Look below for the line that contains "Place one point per instance of the man's gray", then copy it and each following line to the end of the records, minus any pictures.

Entries taken from a collection:

----

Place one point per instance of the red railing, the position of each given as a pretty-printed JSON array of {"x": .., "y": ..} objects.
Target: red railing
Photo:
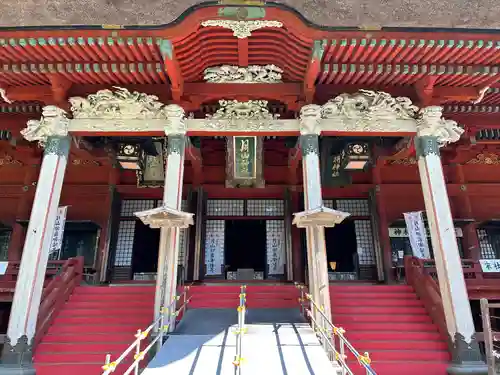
[
  {"x": 427, "y": 290},
  {"x": 56, "y": 293},
  {"x": 9, "y": 278},
  {"x": 472, "y": 269}
]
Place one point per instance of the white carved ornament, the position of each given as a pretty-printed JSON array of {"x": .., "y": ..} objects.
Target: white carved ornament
[
  {"x": 53, "y": 122},
  {"x": 376, "y": 111},
  {"x": 430, "y": 122},
  {"x": 242, "y": 29},
  {"x": 252, "y": 115},
  {"x": 367, "y": 104},
  {"x": 238, "y": 74},
  {"x": 118, "y": 104}
]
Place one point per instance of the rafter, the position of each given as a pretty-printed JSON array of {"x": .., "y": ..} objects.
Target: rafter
[
  {"x": 193, "y": 154},
  {"x": 172, "y": 69},
  {"x": 313, "y": 69},
  {"x": 294, "y": 158}
]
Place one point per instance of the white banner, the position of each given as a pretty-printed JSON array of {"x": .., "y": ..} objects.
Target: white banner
[
  {"x": 417, "y": 234},
  {"x": 275, "y": 247},
  {"x": 214, "y": 247},
  {"x": 58, "y": 234},
  {"x": 490, "y": 265}
]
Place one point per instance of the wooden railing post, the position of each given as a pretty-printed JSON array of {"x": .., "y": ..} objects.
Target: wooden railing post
[{"x": 488, "y": 336}]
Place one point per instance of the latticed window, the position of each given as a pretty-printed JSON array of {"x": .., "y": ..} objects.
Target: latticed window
[
  {"x": 489, "y": 242},
  {"x": 4, "y": 244},
  {"x": 401, "y": 242}
]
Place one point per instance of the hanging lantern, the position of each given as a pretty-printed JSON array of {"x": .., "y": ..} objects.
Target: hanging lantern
[
  {"x": 356, "y": 156},
  {"x": 129, "y": 156}
]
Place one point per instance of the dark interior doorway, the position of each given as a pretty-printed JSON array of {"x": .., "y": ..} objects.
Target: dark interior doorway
[
  {"x": 145, "y": 250},
  {"x": 245, "y": 245},
  {"x": 341, "y": 246}
]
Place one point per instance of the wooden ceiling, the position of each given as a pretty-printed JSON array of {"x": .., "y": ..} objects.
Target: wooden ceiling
[{"x": 46, "y": 65}]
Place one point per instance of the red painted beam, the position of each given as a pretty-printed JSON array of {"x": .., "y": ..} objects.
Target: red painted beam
[
  {"x": 294, "y": 158},
  {"x": 193, "y": 154},
  {"x": 243, "y": 52},
  {"x": 199, "y": 93},
  {"x": 172, "y": 69},
  {"x": 313, "y": 69}
]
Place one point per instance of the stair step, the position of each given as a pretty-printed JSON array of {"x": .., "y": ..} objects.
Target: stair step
[
  {"x": 108, "y": 327},
  {"x": 111, "y": 290},
  {"x": 206, "y": 303},
  {"x": 276, "y": 303},
  {"x": 106, "y": 311},
  {"x": 378, "y": 310},
  {"x": 77, "y": 357},
  {"x": 251, "y": 295},
  {"x": 372, "y": 288},
  {"x": 406, "y": 368},
  {"x": 389, "y": 327},
  {"x": 75, "y": 369},
  {"x": 355, "y": 301},
  {"x": 373, "y": 295},
  {"x": 340, "y": 319},
  {"x": 217, "y": 296},
  {"x": 118, "y": 304},
  {"x": 141, "y": 321},
  {"x": 89, "y": 338},
  {"x": 83, "y": 347},
  {"x": 407, "y": 355},
  {"x": 373, "y": 345},
  {"x": 356, "y": 335},
  {"x": 125, "y": 297}
]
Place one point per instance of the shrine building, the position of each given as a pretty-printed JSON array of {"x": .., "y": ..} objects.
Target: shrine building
[{"x": 242, "y": 143}]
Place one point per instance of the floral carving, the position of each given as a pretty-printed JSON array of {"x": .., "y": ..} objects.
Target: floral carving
[
  {"x": 242, "y": 29},
  {"x": 252, "y": 115},
  {"x": 238, "y": 74},
  {"x": 430, "y": 123},
  {"x": 310, "y": 116},
  {"x": 485, "y": 158},
  {"x": 53, "y": 123},
  {"x": 366, "y": 104},
  {"x": 405, "y": 161},
  {"x": 118, "y": 104}
]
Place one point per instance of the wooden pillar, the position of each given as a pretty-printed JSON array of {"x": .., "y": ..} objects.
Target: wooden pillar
[
  {"x": 17, "y": 352},
  {"x": 466, "y": 357},
  {"x": 313, "y": 199},
  {"x": 470, "y": 242},
  {"x": 199, "y": 257},
  {"x": 383, "y": 224},
  {"x": 16, "y": 242},
  {"x": 168, "y": 253},
  {"x": 23, "y": 209},
  {"x": 109, "y": 226},
  {"x": 297, "y": 259},
  {"x": 472, "y": 248}
]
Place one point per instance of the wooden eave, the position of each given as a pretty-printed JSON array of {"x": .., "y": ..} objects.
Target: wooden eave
[{"x": 317, "y": 61}]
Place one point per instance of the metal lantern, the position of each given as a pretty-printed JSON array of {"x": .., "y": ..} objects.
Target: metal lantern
[
  {"x": 129, "y": 156},
  {"x": 356, "y": 156}
]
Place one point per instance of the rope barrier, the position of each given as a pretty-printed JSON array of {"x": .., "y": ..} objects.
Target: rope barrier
[
  {"x": 110, "y": 366},
  {"x": 328, "y": 331}
]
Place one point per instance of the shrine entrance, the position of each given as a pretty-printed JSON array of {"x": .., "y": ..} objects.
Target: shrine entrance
[
  {"x": 145, "y": 250},
  {"x": 245, "y": 249},
  {"x": 341, "y": 251}
]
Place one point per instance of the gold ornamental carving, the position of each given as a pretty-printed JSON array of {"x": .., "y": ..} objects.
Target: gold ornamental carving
[{"x": 486, "y": 158}]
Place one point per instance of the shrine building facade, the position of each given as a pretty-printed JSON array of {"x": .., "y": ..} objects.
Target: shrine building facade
[{"x": 241, "y": 142}]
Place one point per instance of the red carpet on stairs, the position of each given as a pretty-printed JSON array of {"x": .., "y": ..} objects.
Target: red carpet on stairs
[
  {"x": 104, "y": 319},
  {"x": 390, "y": 323},
  {"x": 95, "y": 321},
  {"x": 258, "y": 296}
]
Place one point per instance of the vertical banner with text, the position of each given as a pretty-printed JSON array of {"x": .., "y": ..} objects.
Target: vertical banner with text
[
  {"x": 58, "y": 234},
  {"x": 417, "y": 234}
]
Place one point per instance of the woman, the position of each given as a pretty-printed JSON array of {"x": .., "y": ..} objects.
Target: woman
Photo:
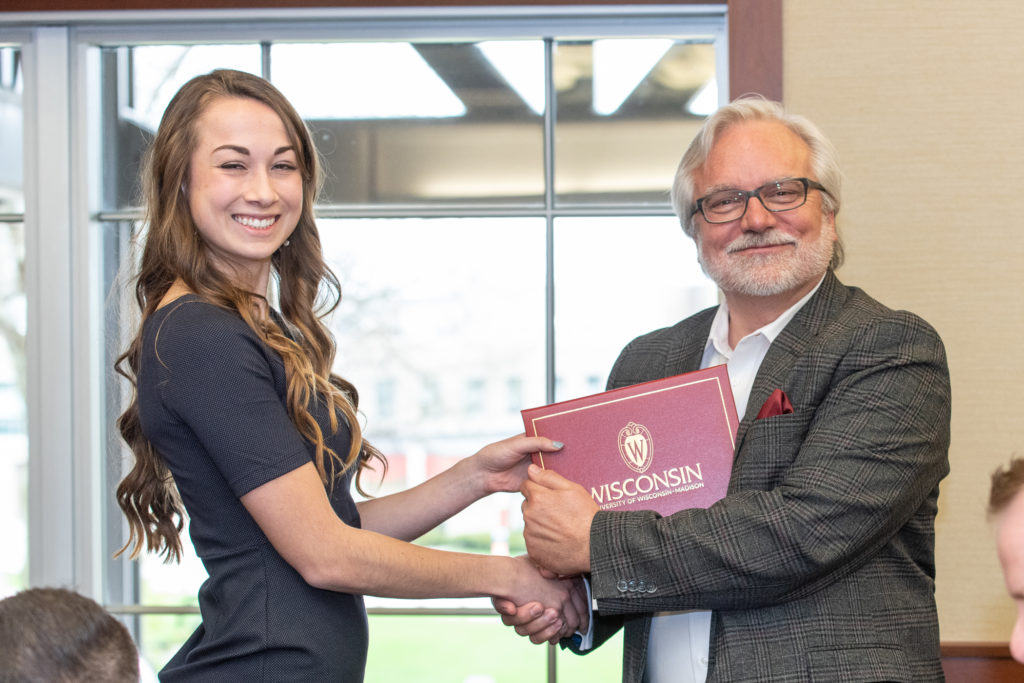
[{"x": 238, "y": 421}]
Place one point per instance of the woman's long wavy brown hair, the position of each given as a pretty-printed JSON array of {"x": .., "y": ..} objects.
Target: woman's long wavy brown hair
[{"x": 308, "y": 291}]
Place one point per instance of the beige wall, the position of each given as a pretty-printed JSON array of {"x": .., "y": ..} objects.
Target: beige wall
[{"x": 925, "y": 100}]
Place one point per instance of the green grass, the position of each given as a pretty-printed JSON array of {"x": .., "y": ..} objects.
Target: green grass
[{"x": 474, "y": 649}]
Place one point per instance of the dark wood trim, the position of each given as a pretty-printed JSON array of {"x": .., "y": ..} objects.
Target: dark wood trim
[
  {"x": 974, "y": 662},
  {"x": 755, "y": 26},
  {"x": 93, "y": 5},
  {"x": 756, "y": 48}
]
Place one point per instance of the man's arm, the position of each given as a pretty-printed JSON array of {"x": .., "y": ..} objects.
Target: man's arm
[{"x": 814, "y": 494}]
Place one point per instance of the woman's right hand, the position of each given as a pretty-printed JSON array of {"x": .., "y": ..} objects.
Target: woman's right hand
[{"x": 547, "y": 607}]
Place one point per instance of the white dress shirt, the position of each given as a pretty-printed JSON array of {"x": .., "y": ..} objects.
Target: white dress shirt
[{"x": 679, "y": 641}]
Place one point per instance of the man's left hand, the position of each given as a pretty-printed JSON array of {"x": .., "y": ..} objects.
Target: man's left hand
[{"x": 557, "y": 515}]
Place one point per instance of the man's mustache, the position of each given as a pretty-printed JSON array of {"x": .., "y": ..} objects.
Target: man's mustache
[{"x": 756, "y": 241}]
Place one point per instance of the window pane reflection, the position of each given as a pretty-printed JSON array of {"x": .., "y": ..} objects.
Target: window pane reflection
[
  {"x": 626, "y": 110},
  {"x": 420, "y": 123},
  {"x": 616, "y": 279},
  {"x": 441, "y": 331},
  {"x": 13, "y": 426}
]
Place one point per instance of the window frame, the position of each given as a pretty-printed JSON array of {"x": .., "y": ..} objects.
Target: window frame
[{"x": 65, "y": 317}]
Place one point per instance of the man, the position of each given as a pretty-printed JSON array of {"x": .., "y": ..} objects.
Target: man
[
  {"x": 818, "y": 564},
  {"x": 1006, "y": 506},
  {"x": 53, "y": 634}
]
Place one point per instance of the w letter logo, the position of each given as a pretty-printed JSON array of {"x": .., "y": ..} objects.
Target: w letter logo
[{"x": 636, "y": 446}]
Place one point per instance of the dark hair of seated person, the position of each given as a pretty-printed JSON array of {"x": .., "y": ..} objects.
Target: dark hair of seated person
[{"x": 59, "y": 636}]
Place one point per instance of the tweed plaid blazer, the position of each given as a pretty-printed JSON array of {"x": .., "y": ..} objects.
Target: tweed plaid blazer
[{"x": 818, "y": 564}]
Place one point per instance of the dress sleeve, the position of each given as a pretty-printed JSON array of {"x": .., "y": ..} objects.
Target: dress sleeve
[{"x": 227, "y": 388}]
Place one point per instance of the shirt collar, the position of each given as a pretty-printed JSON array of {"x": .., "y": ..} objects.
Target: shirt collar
[{"x": 719, "y": 335}]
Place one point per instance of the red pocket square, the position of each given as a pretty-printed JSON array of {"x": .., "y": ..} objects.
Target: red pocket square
[{"x": 777, "y": 403}]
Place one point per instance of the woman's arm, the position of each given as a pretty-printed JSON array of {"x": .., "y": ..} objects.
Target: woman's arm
[
  {"x": 410, "y": 514},
  {"x": 294, "y": 513}
]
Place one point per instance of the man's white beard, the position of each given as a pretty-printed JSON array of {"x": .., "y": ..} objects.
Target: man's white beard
[{"x": 768, "y": 274}]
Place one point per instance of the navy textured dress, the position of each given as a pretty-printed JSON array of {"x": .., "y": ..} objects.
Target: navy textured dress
[{"x": 211, "y": 398}]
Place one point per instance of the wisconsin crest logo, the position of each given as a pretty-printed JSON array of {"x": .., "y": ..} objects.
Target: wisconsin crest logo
[{"x": 636, "y": 446}]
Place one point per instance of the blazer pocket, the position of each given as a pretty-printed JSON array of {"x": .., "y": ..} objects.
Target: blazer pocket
[
  {"x": 769, "y": 446},
  {"x": 858, "y": 665}
]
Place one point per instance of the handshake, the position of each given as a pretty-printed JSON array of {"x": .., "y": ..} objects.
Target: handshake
[{"x": 552, "y": 603}]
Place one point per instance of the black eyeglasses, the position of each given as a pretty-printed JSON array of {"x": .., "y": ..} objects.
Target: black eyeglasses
[{"x": 729, "y": 205}]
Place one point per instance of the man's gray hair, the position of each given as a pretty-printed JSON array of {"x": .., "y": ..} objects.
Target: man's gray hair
[{"x": 824, "y": 159}]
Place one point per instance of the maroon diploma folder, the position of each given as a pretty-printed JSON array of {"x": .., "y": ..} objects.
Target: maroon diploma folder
[{"x": 660, "y": 445}]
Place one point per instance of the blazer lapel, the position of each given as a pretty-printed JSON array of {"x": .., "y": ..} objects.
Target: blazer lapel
[{"x": 791, "y": 345}]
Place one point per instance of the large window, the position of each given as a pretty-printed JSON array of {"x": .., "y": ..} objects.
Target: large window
[
  {"x": 13, "y": 380},
  {"x": 497, "y": 210}
]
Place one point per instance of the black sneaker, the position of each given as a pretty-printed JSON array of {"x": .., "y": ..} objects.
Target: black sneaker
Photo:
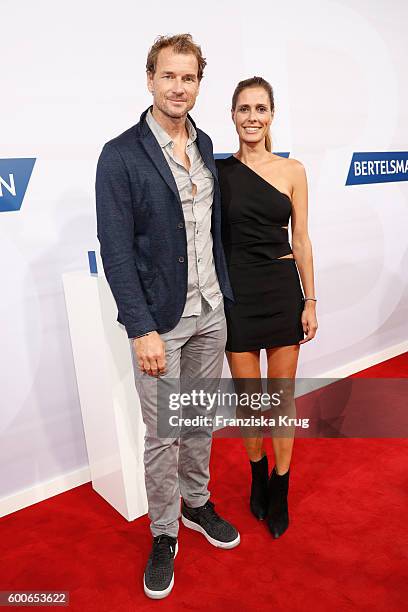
[
  {"x": 159, "y": 573},
  {"x": 205, "y": 520}
]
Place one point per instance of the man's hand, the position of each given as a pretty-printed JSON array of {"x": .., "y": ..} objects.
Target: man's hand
[{"x": 151, "y": 354}]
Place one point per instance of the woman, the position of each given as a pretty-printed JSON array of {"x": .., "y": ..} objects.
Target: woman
[{"x": 260, "y": 192}]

----

### Reply to the task
Place one point per instance of the man's gray hair, the position of each given as a pretty-printed JSON array of {"x": .., "y": ..} objects.
Target: man's gray hair
[{"x": 824, "y": 159}]
Place one point per instance of the maroon diploma folder, the position of each given as a pretty-printed JSON array of {"x": .., "y": ..} objects.
Target: maroon diploma folder
[{"x": 660, "y": 445}]
Place one point per instance of the blazer lapel, the position of each given as a pretty-printed JSON array of {"x": .., "y": ..} objects.
Target: blazer lapel
[{"x": 791, "y": 345}]
Place one point per instance of the large window, the position of each given as a pretty-printed JSON array of {"x": .., "y": ..} objects.
Target: large window
[
  {"x": 13, "y": 380},
  {"x": 497, "y": 210}
]
Place one point per instance of the black sneaker, the position of each given as a pretty-printed JSON array of {"x": .., "y": ..} objects.
Target: black sneaker
Photo:
[
  {"x": 159, "y": 573},
  {"x": 205, "y": 520}
]
Place one point per instance of the man's hand, the position of each given as a pretty-printed JSON array of {"x": .., "y": ..} objects.
Target: man's hand
[{"x": 151, "y": 354}]
Place one point per instance of the woman, the position of each given as a pretty-printed JSON array of {"x": .., "y": ..} objects.
Target: woman
[{"x": 260, "y": 192}]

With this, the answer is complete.